*Brief A*: From the text on Bills v. WVNH Emp, repeat word for word the part that opens with the words containing "The Court finds" and closes with "in the workplace.".
*Brief B*: In the text on Bills v. WVNH Emp, why did the Defendants terminate Ms. Bills' employment?
*Brief C*:
Decide whether each statement agrees with the text on Bills v. WVNH Emp. Answer yes or no, and quote the words of the text that decide it.
(i) The court denied the defendant's motion for summary judgment.
(ii) Ms. Bills said she smacked the patient's hands to reprimand him.
(iii) The court ruled that Ms. Bills' actions legally constituted patient abuse.
(Text under study)
In Bills v. WVNH Emp, LLC, 2022 WL 17365256 (S.D.W.Va. Dec. 1, 2022), the court granted defendant’s motion for summary judgment dismissing her claim of wrongful termination asserted under the West Virginia Human Rights Act (WVHRA).
From the decision:
Unlike most wrongful termination cases, there is no dispute here as to why the Defendants terminated Ms. Bills’ employment. The Defendants terminated her employment for repeatedly smacking a patient who groped her. The Plaintiff seeks to portray her action as smacking his hands away from her to halt the inappropriate touching, but Ms. Bills clearly explained in her initial incident report, in her witness statement soon after the incident, and in her deposition, that she smacked his hands and scolded him to “reprimand” him, “like you would a child misbehaving.” (D. Bills Depo. at 62:9 and 61::1–2.) Thus, the only issue to be resolved is whether the WVHRA prohibits an employer from firing an employee who physically punishes a patient for sexually harassing her.
The Court finds that Ms. Bills’ actions in smacking a nursing home resident’s hands and scolding him for groping her are not protected by the WVHRA. The Plaintiff has not identified any case, even outside the nursing home context, in which physical violence or physical punishment directed at an asserted sexual harasser was found to constitute a protected activity in opposition to an unlawful employment practice. Opposition to an unlawful employment practice typically involves reporting it and/or demanding that the employer correct the problem. The Court need not reach the question of whether Ms. Bills’ actions legally constituted patient abuse, regardless of the DHHR’s decision to drop the investigation into the matter, because it is clear that physically punishing a patient is not a reasonable means of opposing sexual harassment in the workplace.
(End Text under study)
(Data block)
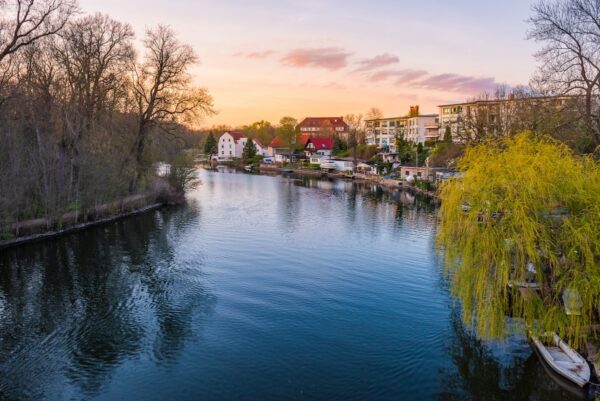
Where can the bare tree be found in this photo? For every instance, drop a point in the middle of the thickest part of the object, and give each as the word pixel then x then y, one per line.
(End Data block)
*Exercise solution A*:
The Court finds that Ms. Bills’ actions in smacking a nursing home resident’s hands and scolding him for groping her are not protected by the WVHRA. The Plaintiff has not identified any case, even outside the nursing home context, in which physical violence or physical punishment directed at an asserted sexual harasser was found to constitute a protected activity in opposition to an unlawful employment practice. Opposition to an unlawful employment practice typically involves reporting it and/or demanding that the employer correct the problem. The Court need not reach the question of whether Ms. Bills’ actions legally constituted patient abuse, regardless of the DHHR’s decision to drop the investigation into the matter, because it is clear that physically punishing a patient is not a reasonable means of opposing sexual harassment in the workplace.

*Exercise solution B*: For repeatedly smacking a patient who groped her.

*Exercise solution C*:
(i) No: "the court granted defendant’s motion for summary judgment"
(ii) Yes: "she smacked his hands and scolded him to “reprimand” him"
(iii) No: "The Court need not reach the question of whether Ms. Bills’ actions legally constituted patient abuse"